* **TRAVAIL DEMANDÉ**
(1) Dressez la liste de toutes les infractions à caractère sexuel nommées dans l'extrait sur le cadre juridique.
(2) Recopiez mot pour mot le passage de l'extrait sur le cadre juridique qui commence par « Alors, comment mettre » et se termine par « temps à la justice. ».

Alors, comment mettre fin à l’impunité des auteurs de ces agressions sexuelles qui poussent une victime sur deux agressée dans son enfance à tenter de se suicider ?
On pourrait penser dans un premier temps à la justice.
Le bagage juridique en France
Mais en France, les outils juridiques sont là. Le cadre juridique existe. Par exemple, pour une atteinte sexuelle sur mineur, la peine encourue peut aller de trois à sept ans de prison et être assortie d’une amende allant de 45 000 à 100 000 euros .Pour rappel, une atteinte sexuelle correspond au fait « pour un majeur d’avoir une relation sexuelle consentie (pas de violence, menace, contrainte) avec un mineur de 15 ans ou par une personne ayant autorité de droit ou de fait sur un mineur entre 15 et 18 ans» ce qui est « puni de sept ans d’emprisonnement et de 100 000 € d’amende » (ici, mineur de 15 ans correspond aux mineurs de moins de 15 ans, âge de la majorité sexuelle en France). De plus, une agression sexuelle est passible de 5 ans d’emprisonnement et 75 000 euros d’amende sans circonstance aggravante (le fait d’agresser un mineur étant aggravant). Le viol peut entraîner une peine de quinze à trente ans de prison ferme selon les circonstances. L’exhibition sexuelle, le harcèlement sexuel, la corruption de mineur sont aussi punis, ainsi que les propositions sexuelles à un mineur par un moyen de communication électronique. A l’ère d’Internet, ces dernières en particulier se doivent d’être reconnues : selon Sébastien Boueilh, les trois quarts des élèves de classes dans lesquelles il intervient ont déjà reçu une image à caractère sexuel sur leurs téléphones. Quand bien même certaines fédérations pourraient avancer l’argument de la complexité de ces procédures judiciaires, L’Equipe rappelle que le règlement de la fédération française de football permet, entre autres, via son article 85 à la section 5, de refuser « la délivrance d’une licence, ou son retrait, [qui] peut aussi être prononcé pour les mêmes fautes (contre la morale, l’honnêteté ou l’honneur), même si elles ne font pas l’objet d’une sanction pénale. » Ce refus peut aussi concerner « toute personne frappée d’une interdiction pénale » (Art. 85 – 1). Rappelons également que le fait de savoir ce qu’il s’est passé et de le cacher est puni par la loi. L’article 434-3 du Code pénal dispose que ce comportement est passible de trois à cinq ans d’emprisonnement et de 45 000 à 75 000 euros d’amende selon l’infraction couverte.
Si le dispositif judiciaire est assez complet en France à ce niveau-là, rappelons que les peines énoncées précédemment sont les peines potentielles et maximales que peut prononcer le juge selon les circonstances. Les solutions juridiques existent donc en réalité, comme l’a souligné Monsieur Boueilh lors de notre entretien. Le véritable problème n’est pas structurellement lié à la justice. L’omerta présente dans le sport est en réalité intrinsèquement liée à l’inefficacité des structures sportives.

* **DONNÉES PRÉSENTÉES**

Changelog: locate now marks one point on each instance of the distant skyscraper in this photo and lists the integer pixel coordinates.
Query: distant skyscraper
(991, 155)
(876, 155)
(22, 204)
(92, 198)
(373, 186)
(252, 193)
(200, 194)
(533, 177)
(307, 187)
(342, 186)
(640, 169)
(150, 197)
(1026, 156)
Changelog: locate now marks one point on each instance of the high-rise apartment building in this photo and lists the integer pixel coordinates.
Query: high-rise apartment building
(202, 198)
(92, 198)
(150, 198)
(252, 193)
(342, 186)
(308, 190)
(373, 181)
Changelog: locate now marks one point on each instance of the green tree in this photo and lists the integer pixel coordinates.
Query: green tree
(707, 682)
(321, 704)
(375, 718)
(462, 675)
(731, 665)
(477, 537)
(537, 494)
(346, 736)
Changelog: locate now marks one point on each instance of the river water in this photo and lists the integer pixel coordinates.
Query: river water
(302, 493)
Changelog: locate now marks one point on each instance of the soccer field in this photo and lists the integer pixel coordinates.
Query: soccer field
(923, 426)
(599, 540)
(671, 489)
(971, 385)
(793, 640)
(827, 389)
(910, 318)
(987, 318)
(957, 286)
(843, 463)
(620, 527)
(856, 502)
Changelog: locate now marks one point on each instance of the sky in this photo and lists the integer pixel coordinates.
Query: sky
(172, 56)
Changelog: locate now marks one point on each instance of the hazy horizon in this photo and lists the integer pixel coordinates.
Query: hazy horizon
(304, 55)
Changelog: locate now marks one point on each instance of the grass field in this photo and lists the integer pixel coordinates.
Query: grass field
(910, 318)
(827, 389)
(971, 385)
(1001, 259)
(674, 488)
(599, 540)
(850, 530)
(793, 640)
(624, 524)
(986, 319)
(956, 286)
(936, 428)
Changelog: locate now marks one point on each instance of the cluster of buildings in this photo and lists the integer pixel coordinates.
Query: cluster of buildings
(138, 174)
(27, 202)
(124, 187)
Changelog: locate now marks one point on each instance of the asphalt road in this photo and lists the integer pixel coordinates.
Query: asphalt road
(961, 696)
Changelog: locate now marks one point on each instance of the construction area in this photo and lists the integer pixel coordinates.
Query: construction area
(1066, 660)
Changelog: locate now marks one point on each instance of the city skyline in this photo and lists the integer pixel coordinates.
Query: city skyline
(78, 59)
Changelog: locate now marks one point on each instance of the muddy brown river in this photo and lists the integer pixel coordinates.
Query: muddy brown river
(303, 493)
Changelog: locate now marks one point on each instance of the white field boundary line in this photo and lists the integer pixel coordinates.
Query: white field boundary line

* **RÉSULTATS OBTENUS**
(1)
- Atteinte sexuelle sur mineur
- Agression sexuelle
- Viol
- Exhibition sexuelle
- Harcèlement sexuel
- Corruption de mineur
- Propositions sexuelles à un mineur par un moyen de communication électronique

(2)
Alors, comment mettre fin à l’impunité des auteurs de ces agressions sexuelles qui poussent une victime sur deux agressée dans son enfance à tenter de se suicider ?
On pourrait penser dans un premier temps à la justice.